From the listing below, copy each line that contains the word "pocket".

— Begin Records shown —

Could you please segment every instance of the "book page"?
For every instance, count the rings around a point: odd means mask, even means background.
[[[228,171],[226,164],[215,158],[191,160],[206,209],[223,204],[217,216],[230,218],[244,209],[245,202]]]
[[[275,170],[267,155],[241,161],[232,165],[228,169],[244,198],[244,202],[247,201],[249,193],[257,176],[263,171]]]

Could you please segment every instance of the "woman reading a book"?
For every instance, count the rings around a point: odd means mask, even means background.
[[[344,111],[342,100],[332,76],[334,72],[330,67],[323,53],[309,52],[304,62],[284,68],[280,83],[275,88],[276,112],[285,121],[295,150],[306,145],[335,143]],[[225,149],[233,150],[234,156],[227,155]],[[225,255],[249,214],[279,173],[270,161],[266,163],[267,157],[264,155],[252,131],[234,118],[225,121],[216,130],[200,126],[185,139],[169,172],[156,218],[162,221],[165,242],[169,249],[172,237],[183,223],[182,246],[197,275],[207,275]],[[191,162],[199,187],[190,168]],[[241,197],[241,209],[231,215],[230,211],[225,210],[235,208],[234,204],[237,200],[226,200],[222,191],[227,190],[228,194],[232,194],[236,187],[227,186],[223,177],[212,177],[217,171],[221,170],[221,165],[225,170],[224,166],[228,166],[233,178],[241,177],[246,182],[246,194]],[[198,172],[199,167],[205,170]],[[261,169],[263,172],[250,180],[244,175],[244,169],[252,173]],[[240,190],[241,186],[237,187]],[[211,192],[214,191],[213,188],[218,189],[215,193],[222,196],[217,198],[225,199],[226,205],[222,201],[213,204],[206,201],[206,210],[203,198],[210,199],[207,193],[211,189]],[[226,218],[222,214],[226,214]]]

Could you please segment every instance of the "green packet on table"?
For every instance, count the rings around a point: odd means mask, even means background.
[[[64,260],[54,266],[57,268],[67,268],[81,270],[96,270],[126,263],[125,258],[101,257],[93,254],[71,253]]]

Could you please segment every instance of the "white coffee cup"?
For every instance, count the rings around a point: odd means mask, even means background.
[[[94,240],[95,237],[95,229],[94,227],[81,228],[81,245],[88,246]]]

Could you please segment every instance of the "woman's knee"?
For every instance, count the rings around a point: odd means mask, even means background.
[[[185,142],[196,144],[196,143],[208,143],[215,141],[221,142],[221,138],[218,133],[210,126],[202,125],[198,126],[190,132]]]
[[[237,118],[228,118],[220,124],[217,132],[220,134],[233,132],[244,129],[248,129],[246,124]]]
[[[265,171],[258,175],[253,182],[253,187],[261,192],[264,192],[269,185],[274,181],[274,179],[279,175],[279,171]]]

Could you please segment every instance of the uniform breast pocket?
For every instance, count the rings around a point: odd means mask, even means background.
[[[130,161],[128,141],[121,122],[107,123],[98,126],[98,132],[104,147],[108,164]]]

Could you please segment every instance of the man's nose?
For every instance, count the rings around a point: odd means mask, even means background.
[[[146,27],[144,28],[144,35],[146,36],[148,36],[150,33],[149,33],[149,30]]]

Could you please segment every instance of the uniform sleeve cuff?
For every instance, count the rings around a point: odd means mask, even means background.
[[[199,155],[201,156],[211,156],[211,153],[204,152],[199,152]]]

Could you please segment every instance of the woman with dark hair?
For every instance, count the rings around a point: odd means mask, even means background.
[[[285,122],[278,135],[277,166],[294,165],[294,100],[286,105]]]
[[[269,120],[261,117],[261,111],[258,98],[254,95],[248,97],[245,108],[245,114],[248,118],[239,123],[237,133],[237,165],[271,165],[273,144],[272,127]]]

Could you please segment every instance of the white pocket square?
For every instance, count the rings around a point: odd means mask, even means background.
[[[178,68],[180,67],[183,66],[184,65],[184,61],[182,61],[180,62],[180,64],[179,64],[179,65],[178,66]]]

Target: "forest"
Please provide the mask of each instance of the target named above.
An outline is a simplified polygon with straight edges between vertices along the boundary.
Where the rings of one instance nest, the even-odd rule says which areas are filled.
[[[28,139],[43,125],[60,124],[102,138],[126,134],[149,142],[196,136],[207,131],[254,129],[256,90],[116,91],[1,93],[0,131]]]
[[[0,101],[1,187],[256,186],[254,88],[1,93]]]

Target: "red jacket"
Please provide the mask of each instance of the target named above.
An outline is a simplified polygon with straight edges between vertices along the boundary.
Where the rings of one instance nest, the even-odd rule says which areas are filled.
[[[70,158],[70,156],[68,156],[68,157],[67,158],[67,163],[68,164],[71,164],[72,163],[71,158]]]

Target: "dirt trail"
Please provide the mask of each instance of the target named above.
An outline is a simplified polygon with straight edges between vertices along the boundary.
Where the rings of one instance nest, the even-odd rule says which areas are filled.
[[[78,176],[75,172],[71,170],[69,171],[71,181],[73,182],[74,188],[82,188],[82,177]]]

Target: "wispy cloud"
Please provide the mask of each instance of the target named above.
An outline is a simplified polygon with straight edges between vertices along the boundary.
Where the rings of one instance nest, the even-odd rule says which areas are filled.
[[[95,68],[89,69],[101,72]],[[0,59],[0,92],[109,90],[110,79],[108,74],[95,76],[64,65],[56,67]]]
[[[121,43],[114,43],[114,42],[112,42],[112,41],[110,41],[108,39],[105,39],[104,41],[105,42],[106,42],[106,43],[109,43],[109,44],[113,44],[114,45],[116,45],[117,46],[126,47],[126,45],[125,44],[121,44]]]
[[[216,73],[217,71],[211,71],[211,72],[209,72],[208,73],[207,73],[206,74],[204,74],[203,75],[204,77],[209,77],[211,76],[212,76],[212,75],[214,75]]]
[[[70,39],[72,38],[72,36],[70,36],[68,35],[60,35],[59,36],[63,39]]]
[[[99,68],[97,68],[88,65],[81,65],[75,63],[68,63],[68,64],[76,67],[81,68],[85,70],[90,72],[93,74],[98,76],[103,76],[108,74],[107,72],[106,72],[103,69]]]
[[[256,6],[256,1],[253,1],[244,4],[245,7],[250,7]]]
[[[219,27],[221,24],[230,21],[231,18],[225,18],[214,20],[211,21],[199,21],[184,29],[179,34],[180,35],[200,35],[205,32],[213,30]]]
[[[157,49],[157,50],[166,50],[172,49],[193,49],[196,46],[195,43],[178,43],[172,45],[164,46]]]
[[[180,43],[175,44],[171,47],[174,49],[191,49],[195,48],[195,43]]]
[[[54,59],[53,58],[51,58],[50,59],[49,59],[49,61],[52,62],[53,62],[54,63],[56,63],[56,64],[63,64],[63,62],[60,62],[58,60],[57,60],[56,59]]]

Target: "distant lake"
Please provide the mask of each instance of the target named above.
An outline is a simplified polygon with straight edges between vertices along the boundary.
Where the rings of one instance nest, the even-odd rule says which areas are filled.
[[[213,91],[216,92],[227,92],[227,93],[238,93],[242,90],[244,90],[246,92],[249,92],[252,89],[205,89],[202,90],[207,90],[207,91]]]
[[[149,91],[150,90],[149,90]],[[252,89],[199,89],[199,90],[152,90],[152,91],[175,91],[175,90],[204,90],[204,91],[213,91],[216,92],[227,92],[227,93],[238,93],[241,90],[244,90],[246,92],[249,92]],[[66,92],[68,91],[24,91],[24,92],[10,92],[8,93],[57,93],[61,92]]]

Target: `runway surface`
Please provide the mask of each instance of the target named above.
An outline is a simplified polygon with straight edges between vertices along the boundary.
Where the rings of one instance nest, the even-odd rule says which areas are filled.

— End Records shown —

**The response:**
Could you please segment every instance of the uniform breast pocket?
Could you please segment every instance of the white pocket square?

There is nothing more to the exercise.